===== SELECTED EXCERPT

TLDRs;
- OpenAI warns that accuracy-driven metrics push AI models to guess instead of admitting uncertainty, fueling hallucinations.
- New research shows abstaining models produce fewer errors but are penalized in current leaderboards, worsening AI reliability.
- Hallucinations pose risks for industries like healthcare, finance, and law, where mistakes can trigger penalties and erode trust.
- OpenAI’s GPT-5 reduces hallucinations, but experts say evaluation standards must evolve to reward honesty over confident errors.
OpenAI has sounded the alarm over how current evaluation standards in artificial intelligence may be directly contributing to the widespread problem of hallucinations.
In a newly released research paper, the company argues that benchmarks focused almost exclusively on accuracy incentivize large language models (LLMs) to guess answers rather than acknowledge uncertainty, often leading to confidently wrong outputs.
Hallucinations, defined as false but persuasive AI-generated statements, remain one of the most pressing challenges in the development of reliable AI systems. While LLMs have advanced rapidly in reasoning, coding, and creative writing, OpenAI warns that progress is being undermined by the very metrics used to measure success.
Research reveals flawed incentives
The study compared two versions of OpenAI models with starkly different results. One model, GPT-5-thinking-mini, abstained from answering 52% of the time when uncertain, producing only a 26% error rate. Another, o4-mini, rarely abstained, but recorded a staggering 75% error rate.
This mismatch demonstrates a core flaw in evaluation frameworks. Much like a multiple-choice test that rewards guessing, accuracy-based leaderboards score abstentions as failures. As a result, models that “play it safe” are ranked lower despite producing fewer falsehoods, while those that guess more aggressively rise higher.
OpenAI suggests a more nuanced approach of penalizing confident but incorrect answers and granting partial credit when a model admits uncertainty. Such a shift, the company believes, would encourage AI systems to behave more responsibly and align better with human expectations.
Industry risks and trust challenges
The implications extend far beyond technical leaderboards. In high-stakes industries such as healthcare, finance, and law, hallucinations can translate into serious business and compliance risks.

==========
===== AVAILABLE DATA

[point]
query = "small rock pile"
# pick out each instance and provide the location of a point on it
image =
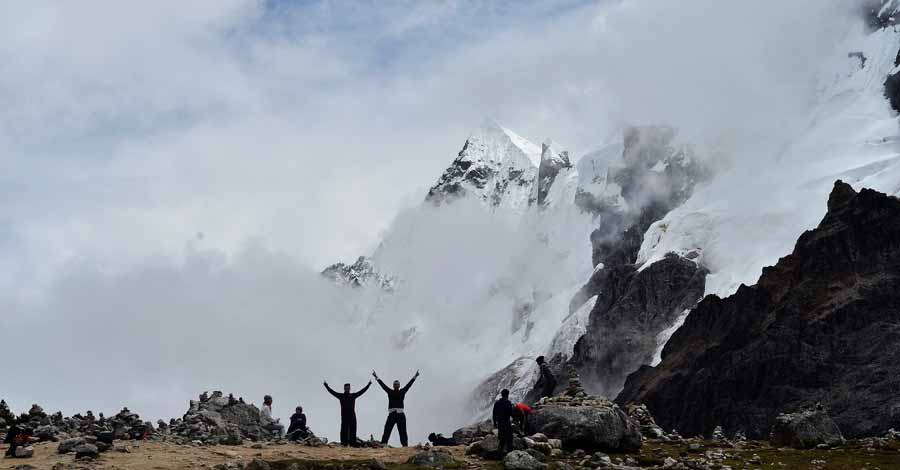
(124, 425)
(583, 421)
(217, 419)
(649, 428)
(805, 429)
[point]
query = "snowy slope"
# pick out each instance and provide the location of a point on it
(739, 224)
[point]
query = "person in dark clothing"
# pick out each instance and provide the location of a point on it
(396, 416)
(297, 430)
(520, 416)
(547, 381)
(16, 436)
(348, 412)
(440, 440)
(503, 411)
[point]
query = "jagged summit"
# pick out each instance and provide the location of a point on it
(495, 165)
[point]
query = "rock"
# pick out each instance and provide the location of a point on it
(258, 464)
(88, 451)
(24, 452)
(591, 425)
(806, 429)
(820, 325)
(431, 458)
(521, 460)
(472, 433)
(488, 448)
(68, 445)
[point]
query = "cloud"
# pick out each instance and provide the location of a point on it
(174, 174)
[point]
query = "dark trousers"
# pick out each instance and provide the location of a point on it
(400, 420)
(348, 430)
(504, 431)
(547, 389)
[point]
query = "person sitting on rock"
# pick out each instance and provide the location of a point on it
(267, 421)
(396, 416)
(348, 412)
(503, 410)
(520, 416)
(297, 430)
(546, 381)
(439, 440)
(17, 436)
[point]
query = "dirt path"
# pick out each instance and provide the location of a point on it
(165, 456)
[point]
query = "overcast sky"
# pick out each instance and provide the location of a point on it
(146, 145)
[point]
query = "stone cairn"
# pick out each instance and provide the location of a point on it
(574, 395)
(219, 419)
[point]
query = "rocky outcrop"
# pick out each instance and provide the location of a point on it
(581, 421)
(634, 308)
(822, 325)
(806, 429)
(522, 460)
(217, 419)
(552, 161)
(362, 273)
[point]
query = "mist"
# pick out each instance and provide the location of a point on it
(171, 198)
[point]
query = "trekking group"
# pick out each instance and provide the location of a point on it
(506, 415)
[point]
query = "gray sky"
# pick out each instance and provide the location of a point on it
(174, 173)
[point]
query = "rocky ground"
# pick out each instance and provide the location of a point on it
(688, 453)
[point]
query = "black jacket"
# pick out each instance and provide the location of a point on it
(395, 397)
(348, 400)
(298, 422)
(503, 409)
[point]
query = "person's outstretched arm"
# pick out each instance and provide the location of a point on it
(364, 390)
(383, 386)
(335, 394)
(406, 388)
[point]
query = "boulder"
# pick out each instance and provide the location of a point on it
(88, 451)
(474, 432)
(487, 448)
(68, 445)
(587, 424)
(806, 429)
(521, 460)
(431, 458)
(25, 452)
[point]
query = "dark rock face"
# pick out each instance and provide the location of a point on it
(822, 325)
(633, 307)
(632, 310)
(806, 429)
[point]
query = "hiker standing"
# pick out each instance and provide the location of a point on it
(396, 416)
(503, 410)
(547, 381)
(348, 412)
(267, 421)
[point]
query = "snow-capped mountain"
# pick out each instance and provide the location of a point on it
(522, 250)
(495, 166)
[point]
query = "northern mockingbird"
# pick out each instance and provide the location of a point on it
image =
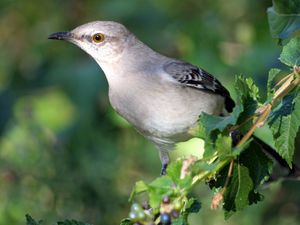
(162, 97)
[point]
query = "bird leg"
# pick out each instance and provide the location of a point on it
(165, 159)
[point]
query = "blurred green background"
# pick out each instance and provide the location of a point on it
(64, 153)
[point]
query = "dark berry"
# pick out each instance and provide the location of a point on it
(178, 205)
(174, 213)
(133, 215)
(146, 206)
(165, 218)
(136, 207)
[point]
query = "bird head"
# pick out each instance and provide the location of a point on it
(103, 40)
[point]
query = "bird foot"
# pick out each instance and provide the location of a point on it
(164, 169)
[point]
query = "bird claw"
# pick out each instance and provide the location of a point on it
(164, 169)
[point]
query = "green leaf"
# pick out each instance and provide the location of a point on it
(174, 170)
(236, 196)
(71, 222)
(290, 54)
(284, 122)
(248, 95)
(272, 75)
(251, 169)
(139, 187)
(192, 206)
(224, 147)
(284, 18)
(160, 187)
(179, 221)
(31, 221)
(126, 222)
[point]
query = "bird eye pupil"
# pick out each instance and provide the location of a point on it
(98, 37)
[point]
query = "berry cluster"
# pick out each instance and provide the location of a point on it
(144, 215)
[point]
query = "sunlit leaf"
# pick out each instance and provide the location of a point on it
(290, 54)
(284, 18)
(284, 123)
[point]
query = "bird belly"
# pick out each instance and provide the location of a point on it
(167, 113)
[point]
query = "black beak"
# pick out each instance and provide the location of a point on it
(61, 36)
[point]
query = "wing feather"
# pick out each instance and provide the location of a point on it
(192, 76)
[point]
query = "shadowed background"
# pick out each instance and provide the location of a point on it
(64, 153)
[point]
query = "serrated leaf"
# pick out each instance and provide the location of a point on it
(272, 75)
(31, 221)
(248, 95)
(284, 122)
(252, 169)
(284, 18)
(139, 187)
(192, 206)
(290, 54)
(224, 147)
(260, 166)
(160, 187)
(236, 196)
(174, 170)
(126, 222)
(179, 221)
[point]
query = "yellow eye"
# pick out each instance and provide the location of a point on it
(98, 37)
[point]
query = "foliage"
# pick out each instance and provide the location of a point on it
(234, 171)
(64, 153)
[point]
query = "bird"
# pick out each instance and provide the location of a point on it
(162, 97)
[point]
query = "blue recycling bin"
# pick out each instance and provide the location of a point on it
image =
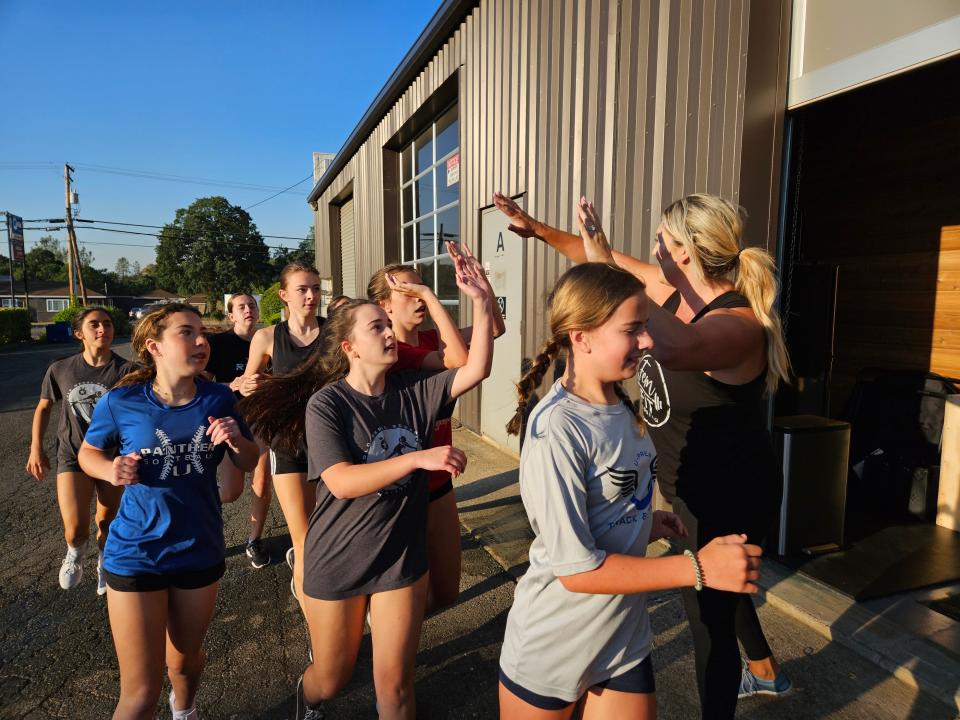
(58, 332)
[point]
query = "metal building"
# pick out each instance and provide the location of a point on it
(629, 103)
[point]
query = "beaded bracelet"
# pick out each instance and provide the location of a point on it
(697, 570)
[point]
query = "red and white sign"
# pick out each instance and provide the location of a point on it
(453, 170)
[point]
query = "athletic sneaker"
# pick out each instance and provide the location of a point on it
(258, 556)
(71, 570)
(190, 714)
(101, 578)
(304, 711)
(750, 684)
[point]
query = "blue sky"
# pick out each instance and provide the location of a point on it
(242, 92)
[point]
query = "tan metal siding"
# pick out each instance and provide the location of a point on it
(632, 103)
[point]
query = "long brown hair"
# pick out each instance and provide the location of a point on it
(584, 298)
(276, 411)
(709, 228)
(151, 327)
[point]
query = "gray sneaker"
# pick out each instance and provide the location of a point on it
(101, 578)
(304, 711)
(71, 570)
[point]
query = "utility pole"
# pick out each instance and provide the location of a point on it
(73, 251)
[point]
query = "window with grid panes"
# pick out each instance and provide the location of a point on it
(430, 206)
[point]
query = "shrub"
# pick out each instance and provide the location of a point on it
(271, 304)
(121, 323)
(14, 325)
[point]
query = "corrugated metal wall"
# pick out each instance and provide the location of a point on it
(630, 103)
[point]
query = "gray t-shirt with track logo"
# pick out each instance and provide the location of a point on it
(586, 480)
(376, 542)
(79, 385)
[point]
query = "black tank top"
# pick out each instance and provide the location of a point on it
(286, 355)
(714, 450)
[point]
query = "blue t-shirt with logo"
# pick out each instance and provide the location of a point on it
(169, 521)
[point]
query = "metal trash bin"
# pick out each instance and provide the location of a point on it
(815, 453)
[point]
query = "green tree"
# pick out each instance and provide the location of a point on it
(211, 247)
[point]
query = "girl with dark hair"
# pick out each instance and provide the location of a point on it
(78, 382)
(368, 436)
(160, 434)
(578, 633)
(408, 301)
(718, 353)
(284, 347)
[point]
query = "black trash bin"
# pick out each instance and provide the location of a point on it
(815, 452)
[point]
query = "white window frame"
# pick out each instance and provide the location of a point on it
(418, 261)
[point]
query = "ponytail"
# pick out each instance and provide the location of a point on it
(756, 281)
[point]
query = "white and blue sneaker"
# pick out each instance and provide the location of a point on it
(750, 684)
(71, 569)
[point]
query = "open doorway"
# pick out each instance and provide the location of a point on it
(871, 305)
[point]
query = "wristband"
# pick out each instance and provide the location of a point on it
(697, 570)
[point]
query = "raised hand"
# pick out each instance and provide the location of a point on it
(595, 245)
(124, 471)
(224, 430)
(730, 564)
(445, 458)
(417, 290)
(38, 464)
(521, 222)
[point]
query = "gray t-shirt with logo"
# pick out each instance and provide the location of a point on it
(586, 480)
(376, 542)
(79, 385)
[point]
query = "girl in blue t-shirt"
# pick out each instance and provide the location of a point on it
(161, 434)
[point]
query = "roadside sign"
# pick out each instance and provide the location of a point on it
(15, 233)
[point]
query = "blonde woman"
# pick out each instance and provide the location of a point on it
(718, 352)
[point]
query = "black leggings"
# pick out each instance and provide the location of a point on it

==========

TASKS AND EXERCISES:
a. In the article on AI hallucinations and evaluation benchmarks, what error rate did o4-mini record?
b. Pick up the article on AI hallucinations and evaluation benchmarks after its final sentence and continue writing it.
These rows were drawn from a separate source.

ANSWER SET:
a. o4-mini recorded a 75% error rate.

b.
Legal professionals, for instance, have already faced sanctions for submitting court documents containing fabricated AI-generated citations. In medicine, even a minor factual error could jeopardize patient safety or trigger regulatory penalties.
Enterprises deploying AI at scale are also grappling with reputational fallout. When users encounter hallucinations, especially those delivered with overconfidence, trust erodes quickly. Companies must then invest in costly fact-checking workflows, reducing the efficiency gains that AI was meant to provide in the first place.
GPT-5 and the path forward
The debate over evaluation standards comes at a time when OpenAI is rolling out its latest flagship model, GPT-5, which the company claims significantly reduces hallucinations. During a recent briefing, OpenAI highlighted the model’s ability to admit its limitations rather than fabricate information when tasks cannot be completed.
Sam Altman, CEO of OpenAI, described GPT-5 as “Ph.D. level” compared to earlier generations, citing advances in reasoning, coding, and health-related queries. Still, the new paper underscores that technical improvements alone will not solve the problem if flawed evaluation methods continue to incentivize bad behavior.
As AI adoption accelerates across regulated industries and consumer applications alike, OpenAI’s warning may force researchers, companies, and regulators to rethink how they measure progress. The shift from accuracy-only benchmarks toward uncertainty-aware evaluation could mark a turning point in making AI systems not only smarter, but also more trustworthy.